## 課題 A
腎臓の腫瘍の症例の文章から、「46才の女性 I さんは、腹部超音波検診で右腎臓に腫瘍を指摘されました。」で始まり「良性の腎臓腫瘍によく見られる特徴でした。」で終わる部分をそのまま書き写してください。
## 課題 B
腎臓の腫瘍の症例の文章で、塞栓術のとき腎臓の動脈の中に入れたものは何ですか。
## 課題 C
腎臓の腫瘍の症例の文章によると、悪性の可能性が最後まで否定できなかったのはなぜですか。1〜3文で説明してください。

## 抜粋した文章

▶

第96回

腹部超音波検診で右腎臓に腫瘍が発見された46才女性

00.12.15

腹部超音波検診で右腎臓に腫瘍が発見された46才女性

46才の女性 I さんは、腹部超音波検診で右腎臓に腫瘍を指摘されました。
前回の検診でこの腫瘍が指摘されていなかったので、
成長が速い腫瘍ということで、腎臓癌が疑われました。
CTスキャンの検査で血管の豊富な腫瘍であることがわかりました。
しかし、CTスキャンで見ると腫瘍内部に脂肪が確認されました。
脂肪のある腎臓の腫瘍は血管筋脂肪腫と言って
良性の腎臓腫瘍によく見られる特徴でした。
しかし、MRI の検査では腎臓癌で特徴的な血流パタ−ンを示しており、
この腫瘍は良性か悪性かが検討されました。
結局、泌尿器科に紹介しましたが、放射線科の血管造影の検査で、
良性の血管筋脂肪腫と診断されました。
前回の検診で指摘されなかったのが、
腫瘍の増大速度が速いと誤解してしまったため、
悪性が最後まで否定できなかった理由です。
結局、良性でほっとしましたが、
この腫瘍は出血の可能性があるということがわかり、
塞栓術という処置が必要と判断され腎臓の動脈のなかに
塞栓物質(スポンジの様なもの)と金属コイルを入れ
腫瘍血管を塞栓(詰めること)しました。
後で血管造影で確認しましたが、この腎臓の腫瘍は消失しました。
結局良性の腫瘍でしたが、出血の予防治療までうまくできました。

造影CTです。

正常腎の腹側に血管の豊富な腫瘍を認めます。


塞栓術前の血管造影です。

腎臓の下極に腫瘍陰影を認めます。

血流の豊富な腫瘍です。


塞栓術後の血管造影です。

金属コイルが腫瘍血管に詰められ腫瘍が消失しました。

◀

## データの内容
▶

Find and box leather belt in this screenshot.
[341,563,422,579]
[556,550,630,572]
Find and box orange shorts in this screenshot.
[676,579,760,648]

◀

## 解答 A
46才の女性 I さんは、腹部超音波検診で右腎臓に腫瘍を指摘されました。
前回の検診でこの腫瘍が指摘されていなかったので、
成長が速い腫瘍ということで、腎臓癌が疑われました。
CTスキャンの検査で血管の豊富な腫瘍であることがわかりました。
しかし、CTスキャンで見ると腫瘍内部に脂肪が確認されました。
脂肪のある腎臓の腫瘍は血管筋脂肪腫と言って
良性の腎臓腫瘍によく見られる特徴でした。

## 解答 B
塞栓物質(スポンジの様なもの)と金属コイルです。

## 解答 C
前回の検診ではこの腫瘍が指摘されていませんでした。そのため、腫瘍の大きくなる速さが速いと誤解してしまったからです。